─── Given entries ───
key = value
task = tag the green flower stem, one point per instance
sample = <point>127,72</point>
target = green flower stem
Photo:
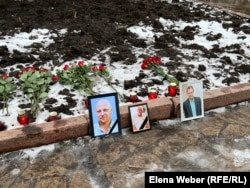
<point>161,72</point>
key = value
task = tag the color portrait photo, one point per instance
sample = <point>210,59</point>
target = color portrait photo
<point>191,100</point>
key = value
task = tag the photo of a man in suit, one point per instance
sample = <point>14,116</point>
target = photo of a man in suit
<point>192,106</point>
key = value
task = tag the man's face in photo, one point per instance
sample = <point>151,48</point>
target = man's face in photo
<point>190,93</point>
<point>103,111</point>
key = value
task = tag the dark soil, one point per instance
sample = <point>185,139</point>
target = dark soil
<point>102,24</point>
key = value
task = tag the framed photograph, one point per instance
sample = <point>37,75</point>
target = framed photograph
<point>191,100</point>
<point>104,115</point>
<point>139,118</point>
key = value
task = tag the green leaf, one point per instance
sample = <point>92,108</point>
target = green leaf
<point>30,90</point>
<point>1,89</point>
<point>40,82</point>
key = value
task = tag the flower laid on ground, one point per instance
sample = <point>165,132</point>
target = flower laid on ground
<point>78,76</point>
<point>7,86</point>
<point>103,72</point>
<point>35,84</point>
<point>153,63</point>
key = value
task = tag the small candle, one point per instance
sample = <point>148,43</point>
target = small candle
<point>22,118</point>
<point>133,97</point>
<point>2,126</point>
<point>172,89</point>
<point>53,116</point>
<point>86,102</point>
<point>152,94</point>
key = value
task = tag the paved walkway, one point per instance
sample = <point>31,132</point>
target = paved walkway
<point>217,142</point>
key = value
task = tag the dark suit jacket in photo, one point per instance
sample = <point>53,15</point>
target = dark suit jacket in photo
<point>187,107</point>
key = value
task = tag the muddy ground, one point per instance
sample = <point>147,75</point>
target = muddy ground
<point>102,24</point>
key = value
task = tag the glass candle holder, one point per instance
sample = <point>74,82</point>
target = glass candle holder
<point>133,97</point>
<point>2,126</point>
<point>152,94</point>
<point>86,102</point>
<point>53,116</point>
<point>172,89</point>
<point>22,118</point>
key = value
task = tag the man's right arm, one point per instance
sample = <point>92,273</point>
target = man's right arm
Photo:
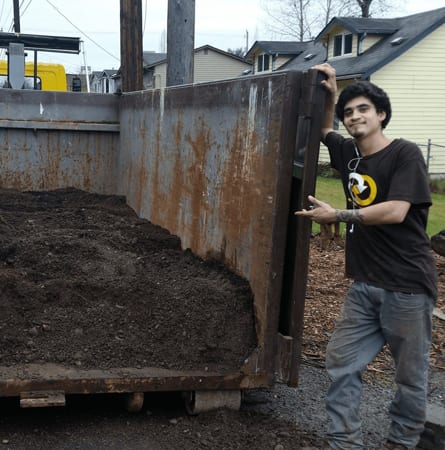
<point>330,84</point>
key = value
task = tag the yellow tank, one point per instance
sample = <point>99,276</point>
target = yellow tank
<point>50,77</point>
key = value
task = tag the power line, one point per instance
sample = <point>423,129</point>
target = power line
<point>80,31</point>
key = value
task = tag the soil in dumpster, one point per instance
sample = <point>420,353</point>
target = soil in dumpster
<point>86,283</point>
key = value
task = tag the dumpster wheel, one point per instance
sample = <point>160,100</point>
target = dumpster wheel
<point>134,401</point>
<point>202,401</point>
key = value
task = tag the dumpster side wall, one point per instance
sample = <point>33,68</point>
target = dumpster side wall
<point>212,163</point>
<point>50,140</point>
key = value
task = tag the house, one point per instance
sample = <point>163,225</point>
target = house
<point>150,62</point>
<point>404,56</point>
<point>210,64</point>
<point>268,56</point>
<point>104,82</point>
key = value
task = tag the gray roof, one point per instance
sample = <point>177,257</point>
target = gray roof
<point>158,60</point>
<point>411,29</point>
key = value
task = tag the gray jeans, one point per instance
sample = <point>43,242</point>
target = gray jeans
<point>370,318</point>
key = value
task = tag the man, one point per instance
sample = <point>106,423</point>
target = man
<point>388,257</point>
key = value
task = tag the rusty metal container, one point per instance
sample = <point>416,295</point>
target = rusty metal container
<point>229,162</point>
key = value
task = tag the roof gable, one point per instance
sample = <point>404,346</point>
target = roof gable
<point>291,48</point>
<point>408,31</point>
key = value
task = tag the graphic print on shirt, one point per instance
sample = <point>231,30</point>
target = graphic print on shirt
<point>362,189</point>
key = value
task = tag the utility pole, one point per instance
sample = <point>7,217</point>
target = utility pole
<point>16,16</point>
<point>132,71</point>
<point>180,41</point>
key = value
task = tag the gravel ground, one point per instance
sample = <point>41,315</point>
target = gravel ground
<point>279,418</point>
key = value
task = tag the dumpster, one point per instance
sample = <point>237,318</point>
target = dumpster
<point>221,166</point>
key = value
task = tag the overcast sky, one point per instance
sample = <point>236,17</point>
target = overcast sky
<point>221,23</point>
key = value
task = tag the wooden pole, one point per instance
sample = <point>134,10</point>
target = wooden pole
<point>180,41</point>
<point>16,16</point>
<point>131,45</point>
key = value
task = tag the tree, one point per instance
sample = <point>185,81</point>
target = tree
<point>303,19</point>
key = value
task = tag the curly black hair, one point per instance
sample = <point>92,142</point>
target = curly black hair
<point>377,95</point>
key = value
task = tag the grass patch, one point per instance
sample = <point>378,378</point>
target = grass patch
<point>331,191</point>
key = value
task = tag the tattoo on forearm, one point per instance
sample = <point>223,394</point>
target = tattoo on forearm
<point>349,215</point>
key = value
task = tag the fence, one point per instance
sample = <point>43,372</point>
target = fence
<point>435,158</point>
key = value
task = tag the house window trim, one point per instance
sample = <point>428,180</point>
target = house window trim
<point>262,66</point>
<point>343,35</point>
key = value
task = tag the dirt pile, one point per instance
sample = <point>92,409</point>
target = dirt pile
<point>84,282</point>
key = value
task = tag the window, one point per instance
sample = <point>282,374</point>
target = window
<point>263,63</point>
<point>342,44</point>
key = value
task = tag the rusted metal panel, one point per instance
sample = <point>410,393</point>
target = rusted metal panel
<point>57,108</point>
<point>212,163</point>
<point>50,140</point>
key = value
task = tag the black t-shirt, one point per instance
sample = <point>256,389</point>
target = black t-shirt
<point>396,257</point>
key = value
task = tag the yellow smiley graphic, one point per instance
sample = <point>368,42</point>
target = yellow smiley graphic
<point>364,184</point>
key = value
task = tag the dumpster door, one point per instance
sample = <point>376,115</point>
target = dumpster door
<point>307,145</point>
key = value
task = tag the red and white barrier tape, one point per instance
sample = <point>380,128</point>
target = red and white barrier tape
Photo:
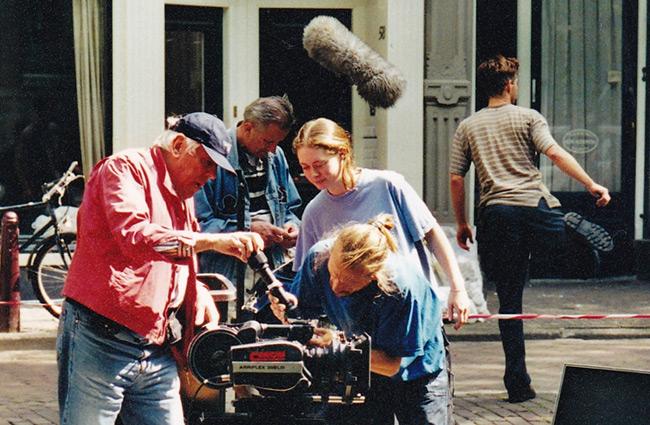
<point>522,316</point>
<point>558,316</point>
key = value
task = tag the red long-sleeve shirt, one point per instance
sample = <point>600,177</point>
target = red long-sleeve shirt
<point>130,206</point>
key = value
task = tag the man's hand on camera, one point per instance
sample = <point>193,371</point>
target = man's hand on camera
<point>323,337</point>
<point>280,310</point>
<point>237,244</point>
<point>269,233</point>
<point>181,246</point>
<point>207,314</point>
<point>290,235</point>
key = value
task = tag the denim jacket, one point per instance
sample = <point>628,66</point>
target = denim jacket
<point>216,207</point>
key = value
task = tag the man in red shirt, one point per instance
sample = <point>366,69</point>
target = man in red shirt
<point>132,281</point>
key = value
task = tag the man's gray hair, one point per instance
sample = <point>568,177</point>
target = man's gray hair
<point>167,137</point>
<point>271,110</point>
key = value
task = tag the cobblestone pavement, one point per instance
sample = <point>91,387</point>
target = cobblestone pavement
<point>478,368</point>
<point>28,379</point>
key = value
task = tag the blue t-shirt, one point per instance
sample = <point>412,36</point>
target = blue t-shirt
<point>376,192</point>
<point>405,324</point>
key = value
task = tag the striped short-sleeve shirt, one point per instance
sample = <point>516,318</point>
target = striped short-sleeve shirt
<point>503,142</point>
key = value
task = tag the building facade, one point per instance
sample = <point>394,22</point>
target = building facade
<point>121,66</point>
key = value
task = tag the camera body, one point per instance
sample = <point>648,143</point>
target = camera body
<point>276,361</point>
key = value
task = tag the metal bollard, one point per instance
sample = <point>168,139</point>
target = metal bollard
<point>9,274</point>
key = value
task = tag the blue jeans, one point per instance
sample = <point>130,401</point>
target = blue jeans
<point>506,236</point>
<point>103,372</point>
<point>422,401</point>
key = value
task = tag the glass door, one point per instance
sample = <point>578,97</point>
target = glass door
<point>193,60</point>
<point>585,87</point>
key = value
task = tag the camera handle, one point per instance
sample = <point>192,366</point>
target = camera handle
<point>260,264</point>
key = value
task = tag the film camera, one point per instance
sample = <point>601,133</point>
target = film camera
<point>284,378</point>
<point>288,377</point>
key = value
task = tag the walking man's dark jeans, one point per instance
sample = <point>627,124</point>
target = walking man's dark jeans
<point>506,235</point>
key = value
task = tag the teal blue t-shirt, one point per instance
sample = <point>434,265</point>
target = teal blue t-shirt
<point>406,324</point>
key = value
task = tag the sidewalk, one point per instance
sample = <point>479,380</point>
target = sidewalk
<point>620,295</point>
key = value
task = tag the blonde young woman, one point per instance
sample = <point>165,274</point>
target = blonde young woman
<point>350,193</point>
<point>364,286</point>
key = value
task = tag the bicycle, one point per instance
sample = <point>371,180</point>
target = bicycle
<point>50,257</point>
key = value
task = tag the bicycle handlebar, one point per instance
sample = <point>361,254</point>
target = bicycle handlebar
<point>59,186</point>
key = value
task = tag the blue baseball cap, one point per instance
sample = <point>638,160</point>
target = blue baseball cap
<point>210,132</point>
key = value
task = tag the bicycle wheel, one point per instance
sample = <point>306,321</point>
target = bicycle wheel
<point>50,268</point>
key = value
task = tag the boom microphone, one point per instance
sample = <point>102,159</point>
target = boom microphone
<point>334,47</point>
<point>260,264</point>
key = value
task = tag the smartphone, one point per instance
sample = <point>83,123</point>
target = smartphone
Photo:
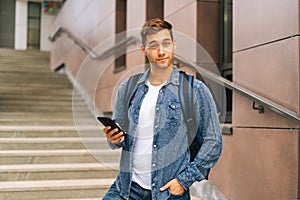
<point>106,121</point>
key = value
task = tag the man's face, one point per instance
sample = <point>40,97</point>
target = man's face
<point>159,49</point>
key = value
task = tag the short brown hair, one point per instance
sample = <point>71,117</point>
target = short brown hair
<point>153,26</point>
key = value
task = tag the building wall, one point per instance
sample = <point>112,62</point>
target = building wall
<point>21,19</point>
<point>7,23</point>
<point>260,160</point>
<point>265,147</point>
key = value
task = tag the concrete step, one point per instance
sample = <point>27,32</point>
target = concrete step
<point>81,188</point>
<point>52,143</point>
<point>57,171</point>
<point>51,146</point>
<point>58,156</point>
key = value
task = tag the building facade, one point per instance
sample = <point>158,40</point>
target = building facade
<point>253,43</point>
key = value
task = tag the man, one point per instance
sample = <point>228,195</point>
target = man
<point>155,160</point>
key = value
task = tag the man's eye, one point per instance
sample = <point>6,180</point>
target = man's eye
<point>166,44</point>
<point>153,46</point>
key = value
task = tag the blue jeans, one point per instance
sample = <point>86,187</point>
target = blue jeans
<point>139,193</point>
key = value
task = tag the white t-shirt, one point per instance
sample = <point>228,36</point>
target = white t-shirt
<point>142,152</point>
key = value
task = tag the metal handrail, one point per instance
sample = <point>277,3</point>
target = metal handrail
<point>122,43</point>
<point>246,93</point>
<point>205,73</point>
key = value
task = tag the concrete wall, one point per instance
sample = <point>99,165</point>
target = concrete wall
<point>7,23</point>
<point>260,160</point>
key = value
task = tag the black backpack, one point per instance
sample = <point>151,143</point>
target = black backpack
<point>186,96</point>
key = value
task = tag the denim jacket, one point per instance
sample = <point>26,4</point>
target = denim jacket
<point>170,154</point>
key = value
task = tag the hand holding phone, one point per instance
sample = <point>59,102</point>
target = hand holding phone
<point>106,121</point>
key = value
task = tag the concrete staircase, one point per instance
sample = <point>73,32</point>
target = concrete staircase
<point>44,154</point>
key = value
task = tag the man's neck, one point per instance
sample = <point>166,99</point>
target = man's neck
<point>157,76</point>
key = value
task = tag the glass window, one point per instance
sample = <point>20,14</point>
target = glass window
<point>121,18</point>
<point>226,51</point>
<point>34,21</point>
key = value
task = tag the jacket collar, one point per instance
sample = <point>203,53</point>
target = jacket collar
<point>174,78</point>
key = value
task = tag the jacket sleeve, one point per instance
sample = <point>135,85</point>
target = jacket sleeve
<point>119,112</point>
<point>211,148</point>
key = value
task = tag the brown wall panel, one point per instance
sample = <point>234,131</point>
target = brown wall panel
<point>221,174</point>
<point>264,164</point>
<point>273,72</point>
<point>256,22</point>
<point>208,31</point>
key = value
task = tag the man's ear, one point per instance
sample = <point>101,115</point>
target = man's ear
<point>174,44</point>
<point>143,49</point>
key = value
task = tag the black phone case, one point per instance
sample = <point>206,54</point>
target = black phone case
<point>106,121</point>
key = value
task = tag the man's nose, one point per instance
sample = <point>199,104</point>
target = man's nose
<point>161,49</point>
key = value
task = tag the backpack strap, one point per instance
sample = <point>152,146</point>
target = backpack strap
<point>186,95</point>
<point>130,90</point>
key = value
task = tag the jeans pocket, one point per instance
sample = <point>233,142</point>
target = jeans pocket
<point>183,196</point>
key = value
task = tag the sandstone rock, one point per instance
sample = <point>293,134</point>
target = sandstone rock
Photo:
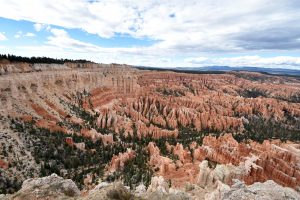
<point>259,191</point>
<point>50,187</point>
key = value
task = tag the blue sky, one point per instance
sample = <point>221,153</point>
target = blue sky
<point>156,33</point>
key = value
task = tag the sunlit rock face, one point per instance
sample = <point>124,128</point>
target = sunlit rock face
<point>200,129</point>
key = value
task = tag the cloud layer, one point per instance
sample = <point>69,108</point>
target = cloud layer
<point>194,29</point>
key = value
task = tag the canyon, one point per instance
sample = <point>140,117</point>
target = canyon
<point>110,122</point>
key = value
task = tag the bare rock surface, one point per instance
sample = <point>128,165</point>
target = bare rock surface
<point>257,191</point>
<point>50,187</point>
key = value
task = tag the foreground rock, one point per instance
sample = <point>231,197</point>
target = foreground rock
<point>50,187</point>
<point>258,191</point>
<point>55,187</point>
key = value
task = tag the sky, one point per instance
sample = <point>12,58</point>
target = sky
<point>158,33</point>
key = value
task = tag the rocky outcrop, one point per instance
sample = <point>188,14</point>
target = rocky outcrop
<point>119,161</point>
<point>266,190</point>
<point>51,187</point>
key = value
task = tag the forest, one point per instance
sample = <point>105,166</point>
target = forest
<point>45,60</point>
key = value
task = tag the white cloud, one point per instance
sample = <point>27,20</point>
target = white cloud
<point>2,37</point>
<point>29,34</point>
<point>182,29</point>
<point>20,34</point>
<point>38,27</point>
<point>195,26</point>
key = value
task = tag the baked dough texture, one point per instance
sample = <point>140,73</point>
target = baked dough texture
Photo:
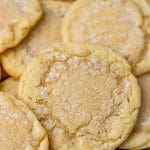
<point>9,86</point>
<point>19,128</point>
<point>84,95</point>
<point>41,37</point>
<point>140,137</point>
<point>144,65</point>
<point>16,19</point>
<point>114,23</point>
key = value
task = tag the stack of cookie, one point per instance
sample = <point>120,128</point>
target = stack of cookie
<point>75,75</point>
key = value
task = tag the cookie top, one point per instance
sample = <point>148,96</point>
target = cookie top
<point>115,23</point>
<point>66,88</point>
<point>16,19</point>
<point>144,65</point>
<point>41,37</point>
<point>19,128</point>
<point>144,6</point>
<point>140,138</point>
<point>9,86</point>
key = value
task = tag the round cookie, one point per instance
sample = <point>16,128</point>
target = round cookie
<point>16,19</point>
<point>43,35</point>
<point>115,23</point>
<point>144,65</point>
<point>66,89</point>
<point>9,86</point>
<point>19,128</point>
<point>140,138</point>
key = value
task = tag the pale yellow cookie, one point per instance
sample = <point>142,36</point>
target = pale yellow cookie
<point>17,17</point>
<point>43,35</point>
<point>144,6</point>
<point>144,65</point>
<point>9,86</point>
<point>19,128</point>
<point>114,23</point>
<point>84,95</point>
<point>140,137</point>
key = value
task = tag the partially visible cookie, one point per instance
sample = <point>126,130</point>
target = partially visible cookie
<point>9,86</point>
<point>19,128</point>
<point>66,89</point>
<point>140,138</point>
<point>144,65</point>
<point>41,37</point>
<point>16,19</point>
<point>114,23</point>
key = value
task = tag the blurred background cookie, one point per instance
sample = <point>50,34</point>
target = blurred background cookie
<point>41,37</point>
<point>16,20</point>
<point>19,128</point>
<point>114,23</point>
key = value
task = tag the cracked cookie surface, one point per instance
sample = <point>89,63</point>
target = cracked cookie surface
<point>19,128</point>
<point>66,89</point>
<point>41,37</point>
<point>16,19</point>
<point>140,137</point>
<point>9,86</point>
<point>115,23</point>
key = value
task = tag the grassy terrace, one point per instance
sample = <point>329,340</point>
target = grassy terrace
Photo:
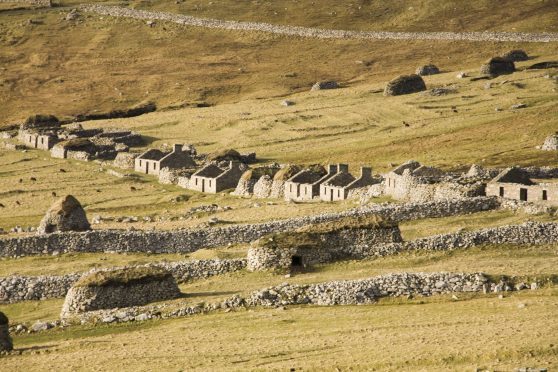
───
- _How to complete this task_:
Write out each line of the data above exactly, starting at the top and finishing with the line containing "sample = <point>210,59</point>"; omit the pictures.

- _Solution to this problem_:
key = value
task = tag the green flower stem, one point per instance
sample = <point>127,72</point>
target = green flower stem
Photo:
<point>161,72</point>
key = value
task = tag the color portrait photo, one point per instance
sample = <point>210,59</point>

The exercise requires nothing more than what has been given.